RECORDED DATA ▸

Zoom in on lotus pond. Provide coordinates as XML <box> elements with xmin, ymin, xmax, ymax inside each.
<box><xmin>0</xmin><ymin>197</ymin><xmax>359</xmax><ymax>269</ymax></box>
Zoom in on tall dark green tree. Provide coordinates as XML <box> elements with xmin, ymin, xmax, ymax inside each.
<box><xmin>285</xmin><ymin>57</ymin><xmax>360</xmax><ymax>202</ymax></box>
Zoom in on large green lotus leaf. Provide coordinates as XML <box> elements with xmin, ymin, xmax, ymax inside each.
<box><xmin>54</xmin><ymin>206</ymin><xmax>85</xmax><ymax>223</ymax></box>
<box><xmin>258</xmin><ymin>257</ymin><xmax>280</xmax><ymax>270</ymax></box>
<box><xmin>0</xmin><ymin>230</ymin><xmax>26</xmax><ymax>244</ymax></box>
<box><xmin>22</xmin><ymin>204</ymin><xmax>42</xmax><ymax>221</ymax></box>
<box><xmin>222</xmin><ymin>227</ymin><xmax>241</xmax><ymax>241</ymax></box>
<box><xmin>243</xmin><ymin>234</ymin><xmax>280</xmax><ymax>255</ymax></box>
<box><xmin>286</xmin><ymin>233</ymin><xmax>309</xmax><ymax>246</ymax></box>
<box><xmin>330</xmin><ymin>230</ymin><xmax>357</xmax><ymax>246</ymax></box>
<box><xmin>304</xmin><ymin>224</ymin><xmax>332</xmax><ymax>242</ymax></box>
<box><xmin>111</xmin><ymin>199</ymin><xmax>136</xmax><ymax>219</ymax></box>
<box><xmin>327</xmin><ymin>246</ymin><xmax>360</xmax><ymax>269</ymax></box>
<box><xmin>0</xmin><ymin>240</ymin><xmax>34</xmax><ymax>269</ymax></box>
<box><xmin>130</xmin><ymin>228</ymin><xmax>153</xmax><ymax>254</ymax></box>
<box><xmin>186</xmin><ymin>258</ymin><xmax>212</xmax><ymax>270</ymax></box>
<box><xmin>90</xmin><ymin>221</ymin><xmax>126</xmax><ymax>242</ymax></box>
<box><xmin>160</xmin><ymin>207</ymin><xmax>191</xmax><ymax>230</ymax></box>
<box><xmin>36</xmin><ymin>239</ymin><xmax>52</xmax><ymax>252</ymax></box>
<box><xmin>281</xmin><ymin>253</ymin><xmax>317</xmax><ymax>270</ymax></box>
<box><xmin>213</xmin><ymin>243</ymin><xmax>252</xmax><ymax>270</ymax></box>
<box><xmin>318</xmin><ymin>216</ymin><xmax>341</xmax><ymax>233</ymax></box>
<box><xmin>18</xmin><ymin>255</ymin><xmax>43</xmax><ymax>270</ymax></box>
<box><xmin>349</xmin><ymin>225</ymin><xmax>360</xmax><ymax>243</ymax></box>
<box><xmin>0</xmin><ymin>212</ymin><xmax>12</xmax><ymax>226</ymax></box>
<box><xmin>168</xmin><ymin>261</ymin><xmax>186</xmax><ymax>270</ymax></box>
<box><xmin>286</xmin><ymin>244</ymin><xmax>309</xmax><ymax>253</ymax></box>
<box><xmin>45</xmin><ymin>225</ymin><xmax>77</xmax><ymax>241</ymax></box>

WHAT YOU SHOULD DO ▸ The whole listing is to be transcribed exactly.

SOLVED PROBLEM ▸
Zoom in on lotus pond. Provide coordinates as XML <box> elements with xmin, ymin, xmax, ymax inside each.
<box><xmin>0</xmin><ymin>197</ymin><xmax>359</xmax><ymax>269</ymax></box>
Zoom in on tall dark green tree. Provide coordinates as XML <box> elements with xmin, ymin, xmax, ymax inside each.
<box><xmin>285</xmin><ymin>57</ymin><xmax>360</xmax><ymax>202</ymax></box>
Zoom in on large green lotus leaf. Provide coordinates as XML <box> elements with xmin, ymin, xmax, ymax inside each.
<box><xmin>54</xmin><ymin>206</ymin><xmax>85</xmax><ymax>223</ymax></box>
<box><xmin>258</xmin><ymin>257</ymin><xmax>280</xmax><ymax>270</ymax></box>
<box><xmin>0</xmin><ymin>230</ymin><xmax>26</xmax><ymax>244</ymax></box>
<box><xmin>22</xmin><ymin>204</ymin><xmax>42</xmax><ymax>221</ymax></box>
<box><xmin>222</xmin><ymin>227</ymin><xmax>241</xmax><ymax>241</ymax></box>
<box><xmin>243</xmin><ymin>234</ymin><xmax>280</xmax><ymax>255</ymax></box>
<box><xmin>286</xmin><ymin>233</ymin><xmax>309</xmax><ymax>246</ymax></box>
<box><xmin>330</xmin><ymin>230</ymin><xmax>357</xmax><ymax>246</ymax></box>
<box><xmin>304</xmin><ymin>224</ymin><xmax>332</xmax><ymax>242</ymax></box>
<box><xmin>111</xmin><ymin>199</ymin><xmax>136</xmax><ymax>219</ymax></box>
<box><xmin>327</xmin><ymin>246</ymin><xmax>360</xmax><ymax>269</ymax></box>
<box><xmin>0</xmin><ymin>240</ymin><xmax>34</xmax><ymax>269</ymax></box>
<box><xmin>130</xmin><ymin>228</ymin><xmax>153</xmax><ymax>254</ymax></box>
<box><xmin>186</xmin><ymin>258</ymin><xmax>212</xmax><ymax>270</ymax></box>
<box><xmin>90</xmin><ymin>221</ymin><xmax>126</xmax><ymax>242</ymax></box>
<box><xmin>160</xmin><ymin>207</ymin><xmax>191</xmax><ymax>230</ymax></box>
<box><xmin>36</xmin><ymin>239</ymin><xmax>52</xmax><ymax>252</ymax></box>
<box><xmin>281</xmin><ymin>253</ymin><xmax>317</xmax><ymax>270</ymax></box>
<box><xmin>213</xmin><ymin>243</ymin><xmax>252</xmax><ymax>270</ymax></box>
<box><xmin>318</xmin><ymin>216</ymin><xmax>341</xmax><ymax>233</ymax></box>
<box><xmin>18</xmin><ymin>255</ymin><xmax>43</xmax><ymax>270</ymax></box>
<box><xmin>349</xmin><ymin>225</ymin><xmax>360</xmax><ymax>243</ymax></box>
<box><xmin>0</xmin><ymin>212</ymin><xmax>12</xmax><ymax>226</ymax></box>
<box><xmin>168</xmin><ymin>261</ymin><xmax>186</xmax><ymax>270</ymax></box>
<box><xmin>286</xmin><ymin>244</ymin><xmax>309</xmax><ymax>253</ymax></box>
<box><xmin>45</xmin><ymin>225</ymin><xmax>77</xmax><ymax>241</ymax></box>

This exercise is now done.